-- Start Records provided --
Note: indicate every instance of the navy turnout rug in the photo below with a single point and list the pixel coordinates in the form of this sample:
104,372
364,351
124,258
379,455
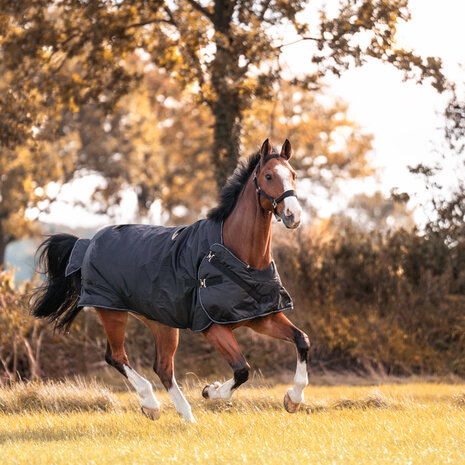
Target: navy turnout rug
183,277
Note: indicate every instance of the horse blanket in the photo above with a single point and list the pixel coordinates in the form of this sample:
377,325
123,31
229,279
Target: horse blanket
183,277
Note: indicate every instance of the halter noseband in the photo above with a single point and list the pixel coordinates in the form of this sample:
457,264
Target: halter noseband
261,192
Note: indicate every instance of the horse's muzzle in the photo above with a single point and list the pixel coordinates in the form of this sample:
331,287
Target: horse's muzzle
290,222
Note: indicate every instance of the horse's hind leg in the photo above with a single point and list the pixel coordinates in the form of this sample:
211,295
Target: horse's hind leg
114,323
279,327
166,343
223,340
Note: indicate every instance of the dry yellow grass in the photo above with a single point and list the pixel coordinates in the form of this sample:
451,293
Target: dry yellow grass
389,424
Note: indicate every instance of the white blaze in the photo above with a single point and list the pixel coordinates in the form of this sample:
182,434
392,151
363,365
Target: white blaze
291,204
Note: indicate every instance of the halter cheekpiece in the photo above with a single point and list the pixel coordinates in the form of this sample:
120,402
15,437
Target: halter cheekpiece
261,192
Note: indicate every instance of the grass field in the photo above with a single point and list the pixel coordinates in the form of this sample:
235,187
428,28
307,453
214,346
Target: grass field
71,423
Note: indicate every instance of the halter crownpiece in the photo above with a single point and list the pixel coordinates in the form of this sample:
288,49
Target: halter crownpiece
261,192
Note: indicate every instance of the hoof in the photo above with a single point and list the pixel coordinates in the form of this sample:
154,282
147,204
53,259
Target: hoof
151,413
290,406
205,391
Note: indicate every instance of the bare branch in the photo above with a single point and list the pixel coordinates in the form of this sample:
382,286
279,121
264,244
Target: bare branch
266,4
297,41
150,21
201,9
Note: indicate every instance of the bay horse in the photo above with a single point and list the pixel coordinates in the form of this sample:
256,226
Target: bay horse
105,271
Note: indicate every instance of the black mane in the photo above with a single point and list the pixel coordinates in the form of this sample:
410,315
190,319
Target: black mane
233,187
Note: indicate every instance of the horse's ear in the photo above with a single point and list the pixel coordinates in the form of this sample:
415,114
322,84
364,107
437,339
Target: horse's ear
286,150
266,149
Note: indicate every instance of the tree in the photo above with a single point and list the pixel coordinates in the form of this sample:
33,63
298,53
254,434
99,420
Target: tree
66,61
225,48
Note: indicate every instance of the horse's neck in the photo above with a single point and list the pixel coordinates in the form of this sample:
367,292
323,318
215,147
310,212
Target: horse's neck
247,230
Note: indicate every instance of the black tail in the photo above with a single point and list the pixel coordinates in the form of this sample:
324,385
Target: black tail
57,299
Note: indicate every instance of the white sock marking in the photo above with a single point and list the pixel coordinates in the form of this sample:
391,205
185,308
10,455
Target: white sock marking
143,388
300,381
221,391
180,402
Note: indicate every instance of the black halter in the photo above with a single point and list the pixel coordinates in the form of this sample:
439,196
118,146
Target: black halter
274,201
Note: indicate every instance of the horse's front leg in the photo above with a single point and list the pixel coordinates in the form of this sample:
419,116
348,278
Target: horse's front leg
224,341
279,327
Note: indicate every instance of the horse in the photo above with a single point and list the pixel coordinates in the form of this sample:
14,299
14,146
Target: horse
234,256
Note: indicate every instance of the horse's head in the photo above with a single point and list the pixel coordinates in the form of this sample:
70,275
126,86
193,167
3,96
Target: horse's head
274,181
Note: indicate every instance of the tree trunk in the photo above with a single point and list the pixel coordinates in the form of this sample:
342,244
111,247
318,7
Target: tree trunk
3,244
227,133
226,107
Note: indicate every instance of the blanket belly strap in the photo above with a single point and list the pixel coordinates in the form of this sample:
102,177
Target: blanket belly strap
207,282
219,265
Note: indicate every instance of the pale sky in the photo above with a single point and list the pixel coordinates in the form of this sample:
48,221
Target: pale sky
404,118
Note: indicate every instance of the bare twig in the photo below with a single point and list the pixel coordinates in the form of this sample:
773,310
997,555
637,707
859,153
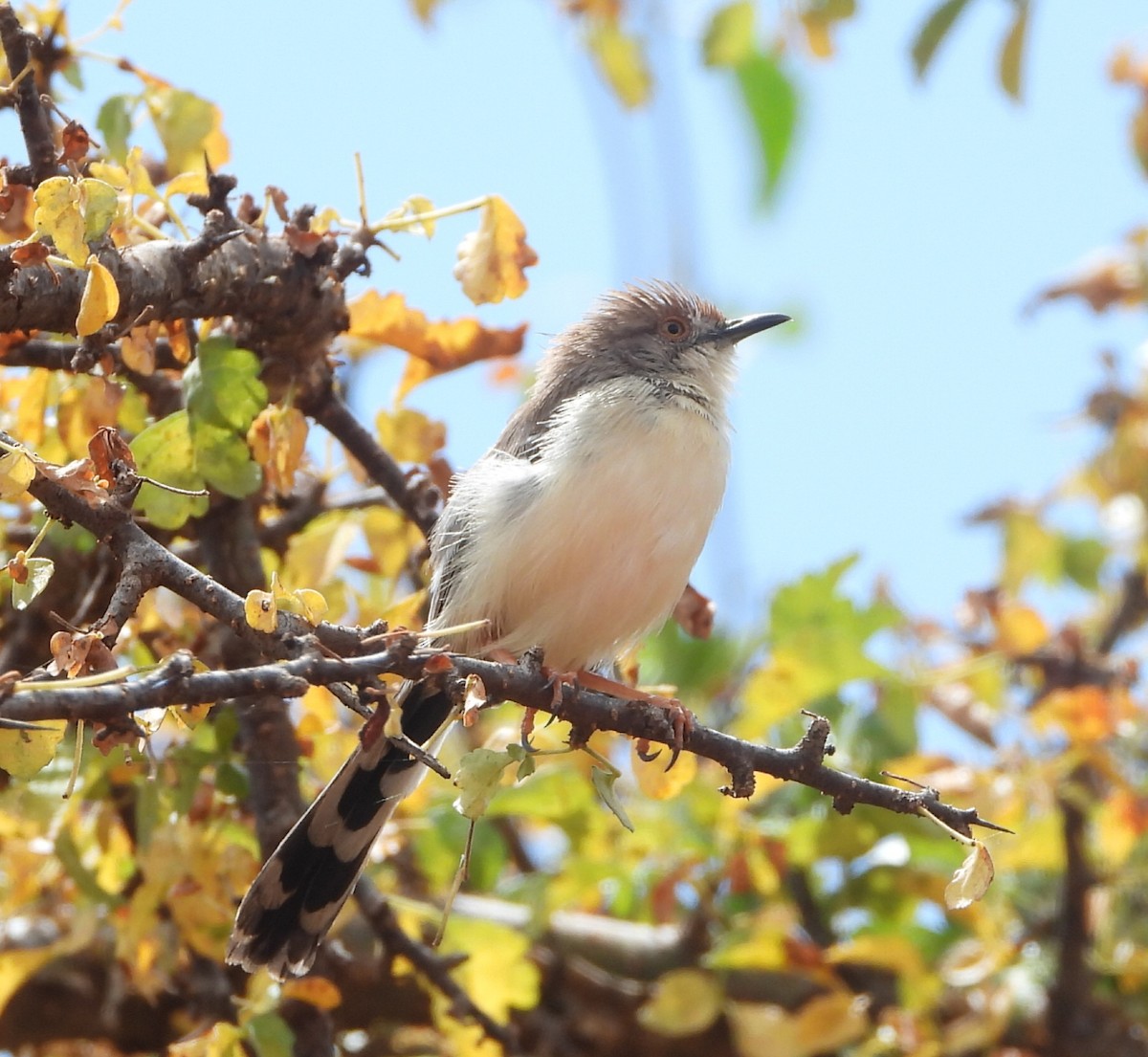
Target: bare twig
434,966
419,503
33,117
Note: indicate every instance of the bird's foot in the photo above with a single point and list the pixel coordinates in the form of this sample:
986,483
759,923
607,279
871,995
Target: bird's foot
680,717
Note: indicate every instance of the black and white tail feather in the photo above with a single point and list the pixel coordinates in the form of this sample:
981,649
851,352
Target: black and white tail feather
301,889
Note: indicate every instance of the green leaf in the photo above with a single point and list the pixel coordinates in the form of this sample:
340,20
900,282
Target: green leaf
222,385
225,460
100,203
728,40
477,777
70,857
73,75
1030,550
39,573
814,618
604,782
1013,51
183,121
115,124
772,101
270,1035
1083,558
165,451
934,31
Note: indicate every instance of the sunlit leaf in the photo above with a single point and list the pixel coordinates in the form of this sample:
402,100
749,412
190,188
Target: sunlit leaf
933,33
1013,51
728,39
435,345
492,260
165,452
819,18
222,385
188,126
621,62
100,299
24,753
971,880
38,574
684,1002
16,473
477,779
115,124
606,786
278,438
408,435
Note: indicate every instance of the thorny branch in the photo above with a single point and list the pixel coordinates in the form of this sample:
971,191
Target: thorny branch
176,683
33,119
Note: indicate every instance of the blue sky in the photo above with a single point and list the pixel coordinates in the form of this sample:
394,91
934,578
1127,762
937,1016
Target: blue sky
916,223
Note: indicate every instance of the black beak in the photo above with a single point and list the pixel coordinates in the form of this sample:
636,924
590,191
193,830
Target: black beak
735,329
-- End Records provided --
Please rewrite all the rows above, changing "single point" to "one point" wherever it occurs and leaving everything else unchanged. Leave the pictures out of your answer.

**Result for this exercise**
Note: indicate every instance of the navy turnout rug in the photo below with a one point and list the pixel coordinates in the form of this sample:
104,372
364,351
124,258
379,455
Target: navy turnout rug
183,277
Note: indicate every instance of the horse blanket in the photo above with a one point and list the pixel coordinates in the form of this sample:
377,325
123,31
229,279
Target: horse blanket
183,277
Note: indicate every instance of the halter noseband in the photo above with a one point and list the pixel coordinates in the form of this sample:
457,264
Target: halter noseband
261,192
Note: indicate every instance of the horse's muzzle in the photo above with a one point and list the pixel coordinates in the form of this sample:
331,287
Target: horse's muzzle
290,222
Note: indicate every instance of the horse's hind leg in the photo above with a one point and list the pixel coordinates in the form of this sample:
211,295
Target: horse's hind leg
114,323
279,327
166,343
223,340
Note: indicate every instance of the dry yellow grass in the photo above with a one point and list the pixel coordinates in the form of this sample:
451,293
Target: dry yellow grass
389,424
Note: indicate every instance of the white blaze in the photo above with a one point and list the pixel coordinates in the form of this sample:
182,434
392,151
363,365
Target: white blaze
291,204
Note: indicate every instance of the halter cheekpiece in the photo above with a one point and list the pixel coordinates in the form of this sample:
120,402
15,437
Target: halter cheekpiece
261,192
Note: indicate every instance of the grass field in the photo above with a one point and list the pixel coordinates in the form of this sample:
235,187
428,28
307,453
214,346
Target: grass field
71,423
Note: indicate every instance of the halter crownpiece in the photo above with a one point and list the pixel coordinates in the form of this sample:
288,49
Target: halter crownpiece
261,192
Note: indicate every instance of the hoof in the photo above with a one point and list the pixel coordinates in the form of this sample:
154,282
147,204
53,259
Target: hoof
151,413
290,406
205,391
Note: indicate every instance of the bare branch in the photo above with a one point and list the pixel coordinates in the form of this sample:
382,286
279,121
264,244
Target: bare branch
266,4
297,41
150,21
201,9
Note: indicate every instance of the bay horse in the photo above with a one point and list the pixel coordinates in the form of this sample:
256,226
Target: bay horse
105,271
Note: indicate every instance of the black mane in the photo above with a one point and list the pixel coordinates in the form of this sample:
410,315
190,319
Target: black mane
233,187
Note: indicate every instance of the horse's ear in the photo above with a one point and list the pixel coordinates in the form of this sample:
415,114
322,84
364,107
437,339
Target: horse's ear
286,150
266,149
Note: indicate every instance of the tree in the photo above with a one point and list the pixel coordinates in the form of this sample:
33,63
298,53
254,434
99,420
Target: tree
66,61
225,48
Note: indicate every instance of the horse's neck in the photo above with a one point and list the pixel coordinates in the form of this sample:
367,292
323,318
215,147
310,212
Target: horse's neck
247,230
Note: indicate every instance of the black tail in the photo above with a one point and list the pixel coordinates in the form of this sample:
324,385
Target: black tail
57,299
Note: indicate every instance of the white sock marking in the photo above with a one point and list the pixel coordinates in the form of this sample:
391,205
185,308
10,455
Target: white sock marking
143,388
300,381
221,391
180,402
Note: indicate every instance of the black halter in the photo above with a one point and list the pixel coordinates in the form of this sample:
439,196
118,146
Target: black halter
274,201
Note: indicate every instance of the horse's front leg in the photo above with a one point and list the pixel coordinates in the form of this sample:
419,116
348,278
Target: horse's front leg
224,341
279,327
Note: indicate every instance of the horse in the photo above with a one point and list the pixel coordinates in the form of this sample:
14,299
14,146
Target: horse
234,256
Note: indicate every instance of the horse's head in the photo above with a one point and list the pixel coordinates in the form of this sample:
70,275
126,86
193,167
3,96
Target: horse's head
274,181
Note: indicate every instance of the tree trunk in the photo above with a one point and list the pixel coordinates in the form of this sample:
342,244
111,247
318,7
Target: tree trunk
3,244
227,133
226,107
Note: indicate every instance of the blanket belly strap in the photo above with a one point and list the pixel coordinates in the form of this sample:
102,177
Target: blanket belly strap
207,282
219,265
Note: indicate every instance of the pale sky in the photo above with a one point and list the pixel coordinates in the form of this sample:
48,221
Target: pale sky
404,118
Note: indicate every instance of the bare twig in the photo below with a one point and list the pixel coordinates in the form of this sample:
773,310
997,555
637,707
859,153
Target: bare twig
434,966
419,503
33,117
Note: indicate every instance of the bird's foot in the photo above with a one point and list the pixel coordinates in the form of this sample:
986,483
759,923
607,279
871,995
Target: bird's foot
680,717
Note: indicate every instance of the black and white tail feather in the photo above with a one point and list the pixel coordinates in the form of this sample:
981,649
851,352
Target: black and white tail feather
301,889
Note: indicate every instance of the green leaf in the photo above with a one point and list the pixel coordinates in the form of this sample:
340,20
900,282
Target: green leaf
222,385
225,460
100,203
728,40
477,777
70,857
73,75
1030,550
39,573
814,618
604,782
1013,51
183,121
115,124
772,101
270,1035
1083,558
165,451
934,31
Note: indicate every instance of the sunlit leaf in the photo above with a one point and list the pixel coordinates in the form of this sample:
402,100
749,412
190,188
Target: sunlit leaf
933,33
1013,51
728,39
435,345
492,260
165,452
819,18
222,385
188,126
621,62
100,299
24,753
971,880
38,574
684,1002
16,473
477,779
115,124
606,786
278,438
408,435
Note: indicate every instance of the thorny branch in the photo above with a one point and list the pixel coordinates in the form of this sample:
971,191
Target: thorny branch
176,683
33,119
Note: indicate every instance of the blue sky in the photo above with a one point and list the pixel coordinates in the form of this sample:
394,91
934,578
1127,762
937,1016
Target: blue sky
916,223
Note: indicate every instance of the black beak in the photo above with a one point and list the pixel coordinates in the form of this sample:
636,924
590,191
193,830
Target: black beak
735,329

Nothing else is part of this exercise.